GIVEN PASSAGE:
◇ ◇ ◇ ◇

Email marketing KPIs you need to use are deliverability rate, open rates, clickthrough rates, bounce rates, email list growth rates, unsubscribe rates, complaint rates, device statistics, and different business-relevant values.


Why you should track email marketing metrics

In short – you need to track email marketing metrics to evaluate your campaign results. They will show if a campaign is successful, if the audience was properly targeted, and indicate room for improvement. Because they show data, the metrics will provide accurate insights into subscriber behavior and allow you to make informed decisions. 


How to Decide Which Email Marketing Metrics to Track

Every email campaign is unique and should be treated as such, so deciding on the most useful metrics to track will depend on the campaign in question. 

To get a clear idea of what you will need, revisit your campaign goals — are you trying to generate leads, prompt a response, or get people to convert? Even if you have more than a single goal, you can determine priorities and narrow your choice of metrics. Make sure your goals are as precise as possible so you know what outcomes you need to measure.

◇ ◇ ◇ ◇

GIVEN INFORMATION:
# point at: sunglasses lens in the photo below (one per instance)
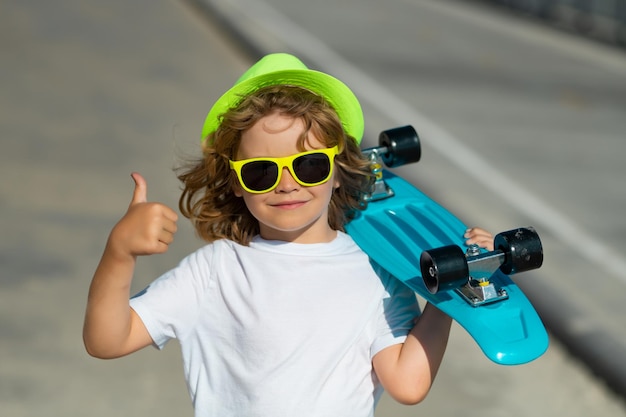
(259, 175)
(312, 168)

◇ ◇ ◇ ◇

TO-DO LIST:
a: In the email marketing text, rewrite the part starting at "Email marketing KPIs" and ending at "make informed decisions.", substituting "delivery rate" for "deliverability rate".
b: Answer these questions from the email marketing text.
(i) What three things do the metrics show or indicate about a campaign?
(ii) What should you revisit to get a clear idea of which metrics you need?
(iii) What three examples of campaign goals does the text list?
c: Continue the email marketing text from its final sentence.
The material has no connection to the text on email marketing metrics.

RESPONSES:
a:
Email marketing KPIs you need to use are delivery rate, open rates, clickthrough rates, bounce rates, email list growth rates, unsubscribe rates, complaint rates, device statistics, and different business-relevant values.


Why you should track email marketing metrics

In short – you need to track email marketing metrics to evaluate your campaign results. They will show if a campaign is successful, if the audience was properly targeted, and indicate room for improvement. Because they show data, the metrics will provide accurate insights into subscriber behavior and allow you to make informed decisions.

b:
(i) Whether the campaign is successful, whether the audience was properly targeted, and where there is room for improvement.
(ii) Your campaign goals.
(iii) Generating leads, prompting a response, and getting people to convert.

c:
To give you an example: You may want to wake up your old subscribers, and you’ve set up an automated re-engagement campaign. What you want to know is how many of your emails got into the designated inboxes, how many people opened and clicked, and how many converted. Therefore, you will primarily observe deliverability, open and click rates, and conversion rates. Additionally, you may include more metrics pertinent to your business.


How to Look at Email Marketing Metrics

Analyzing email campaign KPIs is of vital importance for your strategy – in fact, it’s, well — the KEY. The learnings you get from it will help you grasp the full extent of the value and progress in your email marketing program. Close monitoring your performance is, therefore, a must, and you need to apply the primary metrics right away, expanding the data you observe as you move forward. 

We at Campaign Refinery have studied email for years, and we find that it’s best to track all campaigns and their performance from a single interface. That is why our potent email service allows you to track all the relevant metrics easily and monitor your email marketing performance from all angles. Using our tools to craft and execute your campaigns will dramatically increase your deliverability, open rates, and engagement, and give you an unmatched email marketing experience. 

To assist businesses in setting up their email marketing operation, we’ve compiled a comprehensive list of metrics that will show exactly how to measure the success of an email marketing campaign.


What Email Campaign Metrics Should I Track?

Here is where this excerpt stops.